Could you write out, word for word, everything in the lines below from the line containing "Mark every instance of the northern" down to the line containing "[(877, 519)]", with both of those lines included?

↓↓↓

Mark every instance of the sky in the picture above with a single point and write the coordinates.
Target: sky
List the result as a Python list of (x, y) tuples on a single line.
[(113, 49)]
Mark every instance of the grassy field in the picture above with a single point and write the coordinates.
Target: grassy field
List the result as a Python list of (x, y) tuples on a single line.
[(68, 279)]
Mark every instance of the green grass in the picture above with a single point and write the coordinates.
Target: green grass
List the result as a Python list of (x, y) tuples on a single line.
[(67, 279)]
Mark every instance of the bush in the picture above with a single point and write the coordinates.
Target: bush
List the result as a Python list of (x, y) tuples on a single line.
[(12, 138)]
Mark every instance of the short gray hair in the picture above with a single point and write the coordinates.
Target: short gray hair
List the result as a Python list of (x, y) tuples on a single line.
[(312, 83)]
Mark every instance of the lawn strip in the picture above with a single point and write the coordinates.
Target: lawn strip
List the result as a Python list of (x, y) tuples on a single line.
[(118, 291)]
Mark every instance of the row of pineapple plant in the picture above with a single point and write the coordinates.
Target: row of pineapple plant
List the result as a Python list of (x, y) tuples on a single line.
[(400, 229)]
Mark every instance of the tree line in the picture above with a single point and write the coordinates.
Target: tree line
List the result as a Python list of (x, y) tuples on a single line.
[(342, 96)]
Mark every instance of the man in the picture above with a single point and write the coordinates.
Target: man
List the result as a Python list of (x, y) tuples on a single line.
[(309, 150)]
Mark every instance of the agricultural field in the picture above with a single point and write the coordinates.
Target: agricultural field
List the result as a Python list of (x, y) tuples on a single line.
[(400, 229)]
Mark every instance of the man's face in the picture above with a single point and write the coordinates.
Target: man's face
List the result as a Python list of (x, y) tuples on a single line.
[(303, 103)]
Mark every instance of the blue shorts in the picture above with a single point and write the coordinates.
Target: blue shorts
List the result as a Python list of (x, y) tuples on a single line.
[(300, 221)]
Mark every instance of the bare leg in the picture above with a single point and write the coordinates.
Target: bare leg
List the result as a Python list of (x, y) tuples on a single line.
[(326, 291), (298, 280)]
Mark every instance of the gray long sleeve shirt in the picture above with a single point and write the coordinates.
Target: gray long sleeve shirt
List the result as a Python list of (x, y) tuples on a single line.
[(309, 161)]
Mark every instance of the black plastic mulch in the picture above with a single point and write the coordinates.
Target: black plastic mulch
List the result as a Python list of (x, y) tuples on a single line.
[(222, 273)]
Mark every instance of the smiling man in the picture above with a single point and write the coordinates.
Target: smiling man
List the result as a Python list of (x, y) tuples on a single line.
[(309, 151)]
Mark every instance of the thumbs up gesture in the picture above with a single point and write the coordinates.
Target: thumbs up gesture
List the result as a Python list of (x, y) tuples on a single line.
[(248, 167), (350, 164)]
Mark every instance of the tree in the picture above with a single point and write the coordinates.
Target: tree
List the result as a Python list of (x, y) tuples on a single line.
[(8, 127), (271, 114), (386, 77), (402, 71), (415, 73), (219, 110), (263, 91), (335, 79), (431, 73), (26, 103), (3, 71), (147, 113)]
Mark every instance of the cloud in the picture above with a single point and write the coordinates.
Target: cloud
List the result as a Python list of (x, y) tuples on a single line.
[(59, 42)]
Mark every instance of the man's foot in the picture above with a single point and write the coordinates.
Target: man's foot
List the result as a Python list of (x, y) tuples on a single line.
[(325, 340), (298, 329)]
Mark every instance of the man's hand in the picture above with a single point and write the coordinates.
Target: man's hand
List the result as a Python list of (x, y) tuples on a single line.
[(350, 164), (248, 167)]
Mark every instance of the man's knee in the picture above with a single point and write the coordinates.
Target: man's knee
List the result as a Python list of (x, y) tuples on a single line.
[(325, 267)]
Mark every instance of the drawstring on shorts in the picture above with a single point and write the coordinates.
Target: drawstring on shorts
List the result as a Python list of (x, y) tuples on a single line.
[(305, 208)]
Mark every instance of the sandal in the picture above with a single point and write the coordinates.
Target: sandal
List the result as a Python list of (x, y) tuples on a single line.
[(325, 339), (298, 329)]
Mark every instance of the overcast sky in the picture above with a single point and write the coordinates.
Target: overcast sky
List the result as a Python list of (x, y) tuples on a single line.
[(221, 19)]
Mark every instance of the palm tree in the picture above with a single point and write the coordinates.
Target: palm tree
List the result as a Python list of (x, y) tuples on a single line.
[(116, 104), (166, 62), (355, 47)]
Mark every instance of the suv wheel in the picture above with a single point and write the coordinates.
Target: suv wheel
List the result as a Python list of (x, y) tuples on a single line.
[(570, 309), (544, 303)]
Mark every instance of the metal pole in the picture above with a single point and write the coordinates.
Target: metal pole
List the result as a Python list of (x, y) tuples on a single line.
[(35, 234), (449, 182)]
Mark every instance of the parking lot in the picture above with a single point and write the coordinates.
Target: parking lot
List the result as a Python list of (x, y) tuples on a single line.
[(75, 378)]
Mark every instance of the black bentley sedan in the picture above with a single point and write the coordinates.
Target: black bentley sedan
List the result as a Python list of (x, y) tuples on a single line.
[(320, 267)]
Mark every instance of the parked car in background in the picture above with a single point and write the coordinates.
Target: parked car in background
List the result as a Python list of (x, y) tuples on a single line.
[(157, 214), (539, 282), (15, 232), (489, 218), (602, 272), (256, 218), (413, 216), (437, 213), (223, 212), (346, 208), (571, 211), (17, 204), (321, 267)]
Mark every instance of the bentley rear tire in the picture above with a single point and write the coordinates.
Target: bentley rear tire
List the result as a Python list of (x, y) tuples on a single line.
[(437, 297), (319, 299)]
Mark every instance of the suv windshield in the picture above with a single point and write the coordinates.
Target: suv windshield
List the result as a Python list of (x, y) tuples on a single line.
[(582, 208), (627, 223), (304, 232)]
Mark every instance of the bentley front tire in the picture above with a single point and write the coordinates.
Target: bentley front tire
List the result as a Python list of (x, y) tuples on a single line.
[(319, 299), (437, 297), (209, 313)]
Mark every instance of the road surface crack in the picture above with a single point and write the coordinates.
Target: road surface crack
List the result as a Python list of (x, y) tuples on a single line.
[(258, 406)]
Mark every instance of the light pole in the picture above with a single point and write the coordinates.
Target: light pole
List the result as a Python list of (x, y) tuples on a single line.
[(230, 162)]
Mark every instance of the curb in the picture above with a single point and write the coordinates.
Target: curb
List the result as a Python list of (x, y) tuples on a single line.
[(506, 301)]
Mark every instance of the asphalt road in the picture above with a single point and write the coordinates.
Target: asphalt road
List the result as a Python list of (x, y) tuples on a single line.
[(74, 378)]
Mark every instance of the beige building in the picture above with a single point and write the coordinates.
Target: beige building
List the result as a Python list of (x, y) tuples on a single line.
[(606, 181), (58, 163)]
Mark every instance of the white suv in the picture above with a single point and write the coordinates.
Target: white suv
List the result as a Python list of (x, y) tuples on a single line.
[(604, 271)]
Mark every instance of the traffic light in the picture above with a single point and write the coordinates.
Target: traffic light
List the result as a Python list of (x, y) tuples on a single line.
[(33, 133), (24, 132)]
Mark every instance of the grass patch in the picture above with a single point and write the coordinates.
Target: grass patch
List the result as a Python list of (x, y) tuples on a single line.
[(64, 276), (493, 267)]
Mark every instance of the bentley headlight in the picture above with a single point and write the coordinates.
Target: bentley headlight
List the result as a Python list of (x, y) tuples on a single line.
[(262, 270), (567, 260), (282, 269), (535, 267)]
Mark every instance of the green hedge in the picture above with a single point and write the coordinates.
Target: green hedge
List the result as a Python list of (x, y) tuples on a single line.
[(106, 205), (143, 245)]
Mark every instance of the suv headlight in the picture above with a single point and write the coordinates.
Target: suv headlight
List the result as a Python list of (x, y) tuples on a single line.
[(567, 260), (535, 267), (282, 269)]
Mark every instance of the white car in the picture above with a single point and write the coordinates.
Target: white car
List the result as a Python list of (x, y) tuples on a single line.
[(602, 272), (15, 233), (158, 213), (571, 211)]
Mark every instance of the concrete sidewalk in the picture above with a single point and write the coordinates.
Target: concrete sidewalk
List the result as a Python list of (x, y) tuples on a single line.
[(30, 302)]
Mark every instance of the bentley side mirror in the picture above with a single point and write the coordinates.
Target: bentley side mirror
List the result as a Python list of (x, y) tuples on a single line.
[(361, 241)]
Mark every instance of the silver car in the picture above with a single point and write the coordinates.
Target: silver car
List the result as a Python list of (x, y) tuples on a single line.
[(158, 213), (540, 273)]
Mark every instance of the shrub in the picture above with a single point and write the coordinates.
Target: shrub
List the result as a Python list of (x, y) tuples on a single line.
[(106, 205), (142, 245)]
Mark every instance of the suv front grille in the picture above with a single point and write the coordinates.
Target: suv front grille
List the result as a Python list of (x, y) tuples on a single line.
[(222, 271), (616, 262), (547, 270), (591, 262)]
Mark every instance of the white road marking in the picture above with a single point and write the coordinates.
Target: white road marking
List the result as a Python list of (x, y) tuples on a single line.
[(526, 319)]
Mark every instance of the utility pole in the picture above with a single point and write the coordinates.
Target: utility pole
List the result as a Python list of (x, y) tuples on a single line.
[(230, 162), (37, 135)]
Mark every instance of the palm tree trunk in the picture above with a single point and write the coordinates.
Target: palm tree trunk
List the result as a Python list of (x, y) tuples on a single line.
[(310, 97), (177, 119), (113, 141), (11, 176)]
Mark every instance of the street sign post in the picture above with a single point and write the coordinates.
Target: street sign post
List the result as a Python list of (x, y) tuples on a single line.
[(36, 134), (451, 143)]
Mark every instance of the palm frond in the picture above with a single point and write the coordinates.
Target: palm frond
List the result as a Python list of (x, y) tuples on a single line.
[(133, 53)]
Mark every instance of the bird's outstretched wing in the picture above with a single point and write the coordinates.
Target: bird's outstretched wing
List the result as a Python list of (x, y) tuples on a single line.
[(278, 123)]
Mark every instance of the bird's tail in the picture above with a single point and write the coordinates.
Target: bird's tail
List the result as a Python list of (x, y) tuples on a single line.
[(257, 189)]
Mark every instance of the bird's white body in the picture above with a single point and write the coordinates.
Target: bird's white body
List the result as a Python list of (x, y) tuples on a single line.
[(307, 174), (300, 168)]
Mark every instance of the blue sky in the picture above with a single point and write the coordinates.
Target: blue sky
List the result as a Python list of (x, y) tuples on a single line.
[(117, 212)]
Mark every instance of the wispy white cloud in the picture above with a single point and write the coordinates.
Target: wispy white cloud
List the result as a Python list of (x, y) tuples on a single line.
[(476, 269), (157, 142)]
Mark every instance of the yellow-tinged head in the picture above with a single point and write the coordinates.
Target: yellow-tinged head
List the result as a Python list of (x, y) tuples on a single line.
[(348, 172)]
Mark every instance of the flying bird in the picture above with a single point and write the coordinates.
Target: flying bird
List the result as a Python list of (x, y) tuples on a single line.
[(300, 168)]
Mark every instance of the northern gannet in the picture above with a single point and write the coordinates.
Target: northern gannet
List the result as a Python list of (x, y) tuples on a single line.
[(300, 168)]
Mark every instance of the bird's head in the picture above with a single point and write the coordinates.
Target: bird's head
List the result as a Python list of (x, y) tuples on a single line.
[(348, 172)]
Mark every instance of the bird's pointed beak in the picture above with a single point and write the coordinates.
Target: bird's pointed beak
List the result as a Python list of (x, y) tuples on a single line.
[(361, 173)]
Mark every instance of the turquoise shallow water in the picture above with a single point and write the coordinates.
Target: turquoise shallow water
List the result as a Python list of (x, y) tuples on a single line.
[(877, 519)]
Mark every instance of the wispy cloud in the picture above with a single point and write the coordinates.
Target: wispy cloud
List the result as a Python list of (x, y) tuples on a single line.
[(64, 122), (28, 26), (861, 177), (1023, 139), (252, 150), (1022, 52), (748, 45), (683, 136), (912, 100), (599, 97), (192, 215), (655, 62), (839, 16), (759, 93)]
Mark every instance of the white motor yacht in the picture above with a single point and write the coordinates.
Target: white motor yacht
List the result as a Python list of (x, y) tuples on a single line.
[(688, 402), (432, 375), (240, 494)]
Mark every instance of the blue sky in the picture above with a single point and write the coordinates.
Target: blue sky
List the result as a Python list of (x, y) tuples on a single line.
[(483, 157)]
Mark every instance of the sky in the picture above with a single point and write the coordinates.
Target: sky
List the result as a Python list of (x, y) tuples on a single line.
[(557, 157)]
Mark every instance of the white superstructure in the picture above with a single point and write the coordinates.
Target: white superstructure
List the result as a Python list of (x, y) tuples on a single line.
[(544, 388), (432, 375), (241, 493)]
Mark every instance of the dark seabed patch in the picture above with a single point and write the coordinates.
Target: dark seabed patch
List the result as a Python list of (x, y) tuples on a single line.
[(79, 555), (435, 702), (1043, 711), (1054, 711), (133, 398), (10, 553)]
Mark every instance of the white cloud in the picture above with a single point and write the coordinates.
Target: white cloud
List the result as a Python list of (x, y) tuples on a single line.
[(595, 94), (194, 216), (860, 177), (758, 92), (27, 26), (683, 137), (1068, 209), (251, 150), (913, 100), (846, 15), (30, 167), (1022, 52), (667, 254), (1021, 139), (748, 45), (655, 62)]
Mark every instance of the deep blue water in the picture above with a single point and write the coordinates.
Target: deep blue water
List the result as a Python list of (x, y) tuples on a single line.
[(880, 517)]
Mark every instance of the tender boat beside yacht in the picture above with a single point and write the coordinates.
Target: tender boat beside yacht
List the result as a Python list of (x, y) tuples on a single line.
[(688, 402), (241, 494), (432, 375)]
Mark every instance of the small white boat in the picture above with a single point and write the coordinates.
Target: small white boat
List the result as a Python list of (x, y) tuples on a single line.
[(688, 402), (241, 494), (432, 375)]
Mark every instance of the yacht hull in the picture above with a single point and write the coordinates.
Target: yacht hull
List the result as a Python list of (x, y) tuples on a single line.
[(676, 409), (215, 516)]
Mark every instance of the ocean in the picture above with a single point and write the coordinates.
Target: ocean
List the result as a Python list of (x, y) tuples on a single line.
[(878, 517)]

↑↑↑

# RESULT OF THIS EXERCISE:
Mark every instance of the northern gannet in the picture above with a single point and write the coordinates.
Target: northern gannet
List the result as a Python list of (x, y) tuples on a single line.
[(300, 168)]
Mark every instance of the bird's head in the picture above with a single point and write the coordinates.
Target: bird's head
List the result as a Python list of (x, y) tuples on a single line.
[(348, 172)]
Mark every instance of the bird's pointed beak in the picture above with a single point and write the coordinates.
Target: bird's pointed beak
List the result as a Python list of (x, y) tuples on a single line.
[(361, 173)]
Mark every instance of the turquoise shallow water in the picture above with a single point and write the coordinates.
Target: turquoise shallow water
List the result as a Python list of (x, y) tuples on a single line.
[(877, 519)]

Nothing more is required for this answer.